Output each entry verbatim and exclude every picture from it.
----- Working data -----
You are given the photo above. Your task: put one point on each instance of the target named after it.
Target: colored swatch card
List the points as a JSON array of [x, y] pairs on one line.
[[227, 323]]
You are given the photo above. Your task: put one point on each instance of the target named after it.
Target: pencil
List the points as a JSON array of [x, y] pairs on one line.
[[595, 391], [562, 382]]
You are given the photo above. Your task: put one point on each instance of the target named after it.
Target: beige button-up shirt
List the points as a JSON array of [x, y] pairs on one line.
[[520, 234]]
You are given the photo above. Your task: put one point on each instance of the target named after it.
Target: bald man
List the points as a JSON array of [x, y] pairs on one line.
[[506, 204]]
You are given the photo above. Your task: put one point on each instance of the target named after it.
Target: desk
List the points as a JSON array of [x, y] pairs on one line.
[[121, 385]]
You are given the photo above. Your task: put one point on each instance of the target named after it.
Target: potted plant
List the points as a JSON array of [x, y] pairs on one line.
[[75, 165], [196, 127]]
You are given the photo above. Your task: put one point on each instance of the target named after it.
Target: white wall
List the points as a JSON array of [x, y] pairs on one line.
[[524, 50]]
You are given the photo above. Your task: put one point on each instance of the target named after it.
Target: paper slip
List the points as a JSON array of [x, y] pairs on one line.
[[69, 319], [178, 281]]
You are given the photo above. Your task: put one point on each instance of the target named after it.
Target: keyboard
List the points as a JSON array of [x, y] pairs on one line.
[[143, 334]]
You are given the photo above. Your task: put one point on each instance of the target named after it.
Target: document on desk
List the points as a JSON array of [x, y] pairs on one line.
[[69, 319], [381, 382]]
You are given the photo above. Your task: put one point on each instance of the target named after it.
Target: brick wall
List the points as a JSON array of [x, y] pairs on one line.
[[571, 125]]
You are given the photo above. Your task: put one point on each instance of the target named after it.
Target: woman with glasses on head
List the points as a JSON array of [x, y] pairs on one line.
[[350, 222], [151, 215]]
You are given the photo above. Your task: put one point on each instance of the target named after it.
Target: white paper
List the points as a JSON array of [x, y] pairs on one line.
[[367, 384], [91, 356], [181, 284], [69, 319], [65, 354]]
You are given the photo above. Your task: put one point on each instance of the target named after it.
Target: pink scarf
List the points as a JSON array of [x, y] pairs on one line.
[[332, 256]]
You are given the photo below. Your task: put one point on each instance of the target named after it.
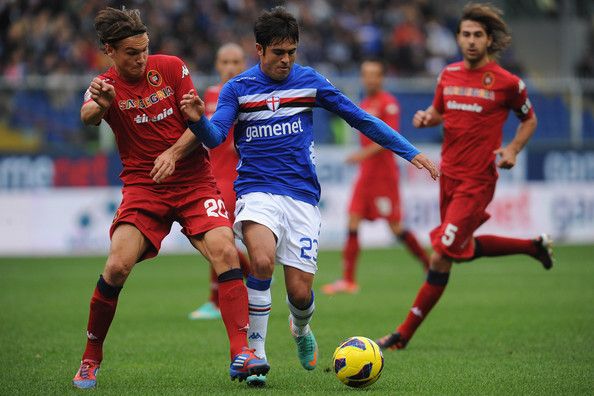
-----
- [Finished task]:
You are given the photo above. Your task: put one point on each instance of the target named after it.
Target: colored swatch card
List the points as a JSON array of [x, y] pairs on one line.
[[227, 323]]
You are given the photo above. Your task: put one point on each instance of the target named after it.
Target: pencil
List the points as a JSON array of [x, y] pairs on one line.
[[595, 391], [562, 382]]
You are given the photo above. Your task: put one point on each instance of the target named after it.
Target: beige button-up shirt
List the points as a JSON array of [x, y] pairs on one line.
[[520, 234]]
You are given the photo above. Your task: put one point on each instance of the target named after it.
Target: bald man
List the points as a JSON array of [x, y] pairs on one line.
[[506, 204]]
You are given the photo above. Your task: put one point on each instance of the target named after it.
Target: desk
List the points as a JSON array of [x, y] pairs on one line.
[[121, 385]]
You are given the photo above. Your task: put one point on each instance of the target named after it.
Target: potted plant
List the points as a JSON array of [x, y] pairs on one line.
[[75, 165], [196, 127]]
You are given the photo above. Your task: put one point on each instance of the target named after it.
Target: white wall
List the points as a JSON array of [x, y] pairs on one line.
[[524, 50]]
You are given the photo above. Your task: put one point on each instance of the target named after it.
Target: paper slip
List the points as a JSON array of [x, y] pairs on one line.
[[69, 319], [178, 281]]
You are given the photo above. Your task: put one point on each instance of the target named after it.
Target: keyboard
List the points as a JSON array of [x, y] pairs on one line.
[[143, 334]]
You are given the photo above. Your task: put one point on each instance of the target named after it.
Target: document on desk
List the points as a JSON array of [x, y] pairs on one line.
[[69, 319], [381, 382]]
You are given the photo above. Your task: put one point on each instance of the target named after it.
Target: brick wall
List the points as a JSON array of [x, y] pairs on one line.
[[571, 125]]
You are given the photo above. Your task: put one point on each instance of the target named after it.
Target: woman with glasses on head
List the points as a JSON array of [x, y] pairs on one line.
[[350, 222], [151, 215]]
You are given the photo above. Your task: put one point on each instance of the target named after it.
Target: white paper
List the points as a JSON array of [x, y] pairs on one line.
[[367, 384], [91, 356], [181, 284], [69, 319], [65, 354]]
You are given the photo above. Your task: put one point on each instance of the target named after it.
Target: pink scarf
List the points as a JSON array of [x, y] pairs on one line.
[[332, 256]]
You are given the photo below. Your task: put one point on each instance of the target named after it.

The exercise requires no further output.